In the Anglophone Caribbean, especially among younger people, Haiti is regarded as a country that happens to be geographically in the West Indies but is very different from the Anglophones.
Indeed, the stereotype of Haiti is an adoption of the North American, that is, it is the most impoverished country in the world with a semi-barbarous population whose religion is witchcraft with a slight overlay of Catholicism and which has never had a stable and non-corrupt government and administration.
This stereotype belongs to the latter half of the 19th and 20th centuries. Before that time, Haiti was regarded as the richest European colony in the world, and in the 18th century, it supplied Europe with most of its sugar. Its planter class were rich, and many of them were cultured, and its system of slavery was not as harsh as in other parts of the Caribbean. Indeed, many plantations were owned by ‘Mulattoes’.
Haiti’s decline began with the Haitian Revolution. In the 1790s, the slaves in Haiti rebelled and successfully defeated the French administration, establishing the second independent state in the Americas after the United States. The Revolution was led by talented leaders such as Toussaint L’Overture and Petion.
France, the defeated colonial power, took whatever measures it could to destabilise the new republic both economically and politically, prevented the export of Haitian agricultural products and succeeded in having a cordon sanitaire around Haiti. In such circumstances, Haiti fell into a tailspin of decline, which we see today.
It should be observed that up to the 19th century, both the Spanish and English-speaking Caribbean regarded Haiti as a brother Caribbean country, and this was manifested when the French planter class left Haiti after the Revolution and settled in various Caribbean countries where they were welcomed and integrated.
In Trinidad, for example, French Creoles became an important class in every field of endeavour – in business, in the arts and even in politics. CARICOM, led by Guyana, is reestablishing that sense of brotherhood, and this is seen in the part CARICOM is playing in endeavouring to help Haiti emerge from its present ” failed state” syndrome.

··········

> _Tasks to complete_:
[1] Answer from the text on Haiti:
(a) In the 18th century, what did Haiti supply Europe with most of?
(b) Which leaders of the Revolution does the text name?
(c) In which country did French Creoles become an important class in business, the arts and politics?
[2] Summarize the text on Haiti in two sentences.
The data that come next are separate material and have no connection to the text on Haiti.

··········

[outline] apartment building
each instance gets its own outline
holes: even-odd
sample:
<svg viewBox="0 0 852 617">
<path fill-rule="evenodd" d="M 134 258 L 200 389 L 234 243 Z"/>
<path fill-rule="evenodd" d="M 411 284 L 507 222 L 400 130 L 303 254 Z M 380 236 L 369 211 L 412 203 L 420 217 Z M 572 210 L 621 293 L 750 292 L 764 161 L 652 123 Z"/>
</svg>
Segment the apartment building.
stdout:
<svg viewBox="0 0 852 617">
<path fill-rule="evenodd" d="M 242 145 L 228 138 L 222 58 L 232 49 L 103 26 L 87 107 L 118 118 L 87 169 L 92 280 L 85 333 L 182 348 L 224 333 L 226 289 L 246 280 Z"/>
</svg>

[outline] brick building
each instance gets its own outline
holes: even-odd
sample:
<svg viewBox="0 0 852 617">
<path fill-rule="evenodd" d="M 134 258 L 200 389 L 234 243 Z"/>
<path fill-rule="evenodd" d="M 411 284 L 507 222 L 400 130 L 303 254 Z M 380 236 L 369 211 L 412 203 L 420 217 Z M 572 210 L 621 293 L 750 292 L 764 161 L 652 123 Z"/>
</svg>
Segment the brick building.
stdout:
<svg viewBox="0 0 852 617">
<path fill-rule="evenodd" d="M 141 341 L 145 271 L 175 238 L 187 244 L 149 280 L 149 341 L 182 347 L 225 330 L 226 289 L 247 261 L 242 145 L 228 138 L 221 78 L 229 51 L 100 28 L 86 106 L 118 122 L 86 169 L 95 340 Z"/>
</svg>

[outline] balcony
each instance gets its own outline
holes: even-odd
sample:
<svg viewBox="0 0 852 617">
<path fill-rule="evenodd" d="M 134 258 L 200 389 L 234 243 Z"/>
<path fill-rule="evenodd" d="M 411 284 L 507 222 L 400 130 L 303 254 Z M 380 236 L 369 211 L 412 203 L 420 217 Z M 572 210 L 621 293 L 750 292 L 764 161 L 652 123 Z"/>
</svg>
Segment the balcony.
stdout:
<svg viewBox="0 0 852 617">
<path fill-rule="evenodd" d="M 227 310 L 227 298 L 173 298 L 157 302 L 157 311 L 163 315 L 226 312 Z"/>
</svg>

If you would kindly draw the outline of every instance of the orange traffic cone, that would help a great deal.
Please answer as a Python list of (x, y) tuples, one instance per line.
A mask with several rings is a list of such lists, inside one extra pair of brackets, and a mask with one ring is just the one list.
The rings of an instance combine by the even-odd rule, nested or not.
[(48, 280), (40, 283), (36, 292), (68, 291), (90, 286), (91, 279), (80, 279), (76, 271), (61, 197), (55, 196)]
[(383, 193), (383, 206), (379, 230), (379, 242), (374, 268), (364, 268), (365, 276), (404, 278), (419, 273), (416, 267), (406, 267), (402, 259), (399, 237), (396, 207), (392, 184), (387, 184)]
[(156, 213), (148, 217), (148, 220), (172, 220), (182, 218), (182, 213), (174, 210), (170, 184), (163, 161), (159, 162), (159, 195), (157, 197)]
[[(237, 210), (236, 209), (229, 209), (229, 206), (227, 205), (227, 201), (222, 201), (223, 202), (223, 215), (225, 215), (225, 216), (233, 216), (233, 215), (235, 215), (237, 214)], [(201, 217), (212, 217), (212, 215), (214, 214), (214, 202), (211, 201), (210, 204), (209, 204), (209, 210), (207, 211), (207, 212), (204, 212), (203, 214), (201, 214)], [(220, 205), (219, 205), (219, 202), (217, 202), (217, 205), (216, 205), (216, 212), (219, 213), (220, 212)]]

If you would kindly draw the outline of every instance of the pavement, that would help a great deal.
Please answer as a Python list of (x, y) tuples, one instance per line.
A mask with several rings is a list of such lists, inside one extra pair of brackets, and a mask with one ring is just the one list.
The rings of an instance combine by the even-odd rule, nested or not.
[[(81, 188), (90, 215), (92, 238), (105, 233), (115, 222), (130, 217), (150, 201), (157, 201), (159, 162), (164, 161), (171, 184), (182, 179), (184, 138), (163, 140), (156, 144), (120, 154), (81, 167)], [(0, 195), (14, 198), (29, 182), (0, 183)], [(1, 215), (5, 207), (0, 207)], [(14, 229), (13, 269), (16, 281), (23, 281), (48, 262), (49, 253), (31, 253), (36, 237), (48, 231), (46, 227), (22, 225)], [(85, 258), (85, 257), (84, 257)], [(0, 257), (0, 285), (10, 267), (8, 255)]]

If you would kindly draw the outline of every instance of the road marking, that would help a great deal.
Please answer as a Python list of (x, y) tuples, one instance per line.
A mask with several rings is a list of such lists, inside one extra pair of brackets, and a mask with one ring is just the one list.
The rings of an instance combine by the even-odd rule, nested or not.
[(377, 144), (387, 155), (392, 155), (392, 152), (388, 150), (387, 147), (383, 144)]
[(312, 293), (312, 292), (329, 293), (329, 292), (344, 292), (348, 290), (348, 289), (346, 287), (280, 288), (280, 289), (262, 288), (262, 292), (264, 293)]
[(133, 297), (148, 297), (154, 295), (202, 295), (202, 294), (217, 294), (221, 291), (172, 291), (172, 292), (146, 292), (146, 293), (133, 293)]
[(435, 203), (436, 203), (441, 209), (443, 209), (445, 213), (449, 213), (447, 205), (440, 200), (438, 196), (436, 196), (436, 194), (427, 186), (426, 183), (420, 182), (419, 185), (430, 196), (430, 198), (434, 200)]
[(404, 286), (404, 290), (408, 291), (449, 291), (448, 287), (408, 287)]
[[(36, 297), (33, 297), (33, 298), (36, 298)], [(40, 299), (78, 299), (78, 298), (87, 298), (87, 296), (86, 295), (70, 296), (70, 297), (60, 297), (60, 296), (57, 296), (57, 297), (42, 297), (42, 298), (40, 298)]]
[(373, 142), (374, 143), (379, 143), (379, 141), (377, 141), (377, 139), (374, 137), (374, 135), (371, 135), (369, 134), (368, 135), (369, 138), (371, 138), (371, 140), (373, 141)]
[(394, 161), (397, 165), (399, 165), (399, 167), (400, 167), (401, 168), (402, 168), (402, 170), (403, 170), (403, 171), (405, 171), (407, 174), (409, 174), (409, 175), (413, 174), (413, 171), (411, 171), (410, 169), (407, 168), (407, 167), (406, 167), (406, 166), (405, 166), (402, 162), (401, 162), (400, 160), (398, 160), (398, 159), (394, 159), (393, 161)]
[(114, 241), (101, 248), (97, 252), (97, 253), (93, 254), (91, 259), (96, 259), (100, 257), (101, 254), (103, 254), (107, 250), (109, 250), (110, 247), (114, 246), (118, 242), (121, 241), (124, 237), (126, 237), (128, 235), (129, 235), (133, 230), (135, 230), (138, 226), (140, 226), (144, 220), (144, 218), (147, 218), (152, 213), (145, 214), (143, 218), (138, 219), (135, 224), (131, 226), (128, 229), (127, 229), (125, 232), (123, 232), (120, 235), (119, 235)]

··········

> _Answers for each item_:
[1]
(a) Sugar.
(b) Toussaint L'Overture and Petion.
(c) Trinidad.

[2] In the Anglophone Caribbean, Haiti is now stereotyped as an impoverished, badly governed country, an image from the latter half of the 19th and 20th centuries, though it was earlier regarded as the richest European colony in the world. Its decline began after the slaves' successful revolution in the 1790s, when defeated France worked to undermine it economically and politically, and CARICOM, led by Guyana, is now reestablishing the brotherhood the Caribbean once felt toward Haiti.